What is needed
Rewrite every one of the records below, swapping "thickest part" for "widest part" and keeping everything else the same.

Raw data

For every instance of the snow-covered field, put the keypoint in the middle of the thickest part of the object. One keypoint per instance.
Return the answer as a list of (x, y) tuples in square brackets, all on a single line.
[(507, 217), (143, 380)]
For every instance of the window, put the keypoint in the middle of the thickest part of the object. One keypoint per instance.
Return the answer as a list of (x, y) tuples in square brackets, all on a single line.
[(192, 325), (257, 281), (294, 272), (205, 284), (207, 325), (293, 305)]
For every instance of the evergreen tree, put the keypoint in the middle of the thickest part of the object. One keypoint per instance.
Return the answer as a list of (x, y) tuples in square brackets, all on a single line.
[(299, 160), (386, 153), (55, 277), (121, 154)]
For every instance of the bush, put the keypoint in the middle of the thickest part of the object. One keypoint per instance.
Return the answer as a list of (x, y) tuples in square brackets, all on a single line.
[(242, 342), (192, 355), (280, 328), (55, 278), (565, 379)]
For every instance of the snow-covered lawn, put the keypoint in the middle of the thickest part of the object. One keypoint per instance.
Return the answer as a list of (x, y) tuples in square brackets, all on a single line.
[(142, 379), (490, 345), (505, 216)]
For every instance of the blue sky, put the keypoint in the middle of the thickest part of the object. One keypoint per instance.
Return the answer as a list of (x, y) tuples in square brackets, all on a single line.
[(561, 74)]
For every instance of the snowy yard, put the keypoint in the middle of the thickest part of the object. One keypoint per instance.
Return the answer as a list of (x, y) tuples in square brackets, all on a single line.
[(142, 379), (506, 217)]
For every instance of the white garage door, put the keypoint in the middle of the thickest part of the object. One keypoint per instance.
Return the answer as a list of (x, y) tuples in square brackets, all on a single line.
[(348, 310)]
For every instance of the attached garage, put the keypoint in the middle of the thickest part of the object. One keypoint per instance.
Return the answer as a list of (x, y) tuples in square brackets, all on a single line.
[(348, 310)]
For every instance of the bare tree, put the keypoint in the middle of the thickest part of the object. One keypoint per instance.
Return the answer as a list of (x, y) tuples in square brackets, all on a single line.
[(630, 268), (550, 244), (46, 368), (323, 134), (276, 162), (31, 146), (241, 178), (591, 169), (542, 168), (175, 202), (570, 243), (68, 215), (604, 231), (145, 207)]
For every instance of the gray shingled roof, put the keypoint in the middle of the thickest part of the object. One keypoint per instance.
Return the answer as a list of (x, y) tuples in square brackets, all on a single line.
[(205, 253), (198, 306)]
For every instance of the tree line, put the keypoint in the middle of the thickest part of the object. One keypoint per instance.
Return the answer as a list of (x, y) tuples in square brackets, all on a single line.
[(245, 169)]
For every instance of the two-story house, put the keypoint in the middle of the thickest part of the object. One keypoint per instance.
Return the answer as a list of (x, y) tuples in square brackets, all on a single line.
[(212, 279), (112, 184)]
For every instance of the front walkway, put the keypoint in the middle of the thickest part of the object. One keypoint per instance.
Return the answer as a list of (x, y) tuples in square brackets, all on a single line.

Response to this task
For every instance of the snow-covered field, put the keypoint in the middle of the widest part of the object. One keypoint per instance.
Return the answer as a list of (x, y) tuples in square brackets, all on a single line.
[(507, 217), (143, 380)]
For every instance of the window, put the keypoint in the middle of the widest part of the object. One keypoint per instance.
Return the answer as a list of (x, y) tuples in square brackets, all on a single line.
[(192, 325), (257, 281), (294, 272), (205, 284), (207, 325), (293, 305)]
For every instance of the evergreen tree, put the keypoint in the middle of the widest part of the object. One keypoint per instance.
Return the answer as a list of (x, y) tuples in square brackets, all on a single line.
[(299, 160), (386, 153), (55, 277), (121, 154)]
For every instance of the bush, put the keypoint in the middle of the widest part of the object. One keypoint per instance.
Return the answer as a list of (x, y) tuples in square brackets, all on a single line.
[(242, 342), (192, 355), (280, 328), (55, 278), (565, 379)]
For every instance of the snow-covered lawn, put the keypoint in the middle of the widest part of the object. One keypoint per instance.
Return the answer as a list of (x, y) tuples in square brackets, all on a single line.
[(142, 379), (490, 345), (505, 216)]
For every instance of the blue sky, put the keypoint in the middle of the widest part of the object. One keypoint per instance.
Return the answer as a list of (x, y) tuples in square brackets, all on a single line.
[(561, 74)]
For every instance of the snowy yard, put the keypoint in the middle of the widest part of the object. One keypoint per instance.
Return the answer as a list of (x, y) tuples in square brackets, all on a single line.
[(142, 379), (506, 217)]
For every instance of the white garage door, put the keypoint in the middle of the widest part of the object. One keypoint per instance.
Return the answer as a list of (x, y) tuples in square brackets, all on a single line.
[(348, 310)]
For every instance of the attached garage, put the keypoint in the middle of the widest part of the object. One keypoint per instance.
Return the answer as a list of (x, y) tuples in square brackets, all on a single line.
[(348, 310)]
For every instance of the bare tree, put the keypoint in the middle of the widest part of the object. One keypoint per instance.
Return the answer as a list of (x, y) tuples in square brackets, all on a single line.
[(630, 268), (550, 244), (46, 368), (323, 134), (276, 162), (31, 146), (241, 178), (591, 169), (542, 168), (175, 202), (570, 243), (68, 215), (604, 231), (145, 207)]
For every instance of the gray shingled roof, put the keypoint in the middle of the widest part of the object. One keypoint per instance.
Return the answer as a list of (x, y) tuples in square brackets, all on a single line.
[(205, 253), (198, 306)]
For every instance of the tree line, put the keypoint in the middle of the widest part of the object. One keypoint per instance.
Return the answer as a list of (x, y) tuples in square brackets, all on a single line.
[(245, 169)]
For every instance of the two-story house, put the keypoint in the middle of the widest part of the object. One keypoint per instance.
Return the answer as a list of (x, y) tuples in square brackets, all on a single line.
[(212, 279), (112, 184)]
For every instance of the front walkway, put the keypoint in the middle of the widest part of the object. One keypoint per instance.
Return the answer as a list of (x, y) tuples in square brackets, all on a single line.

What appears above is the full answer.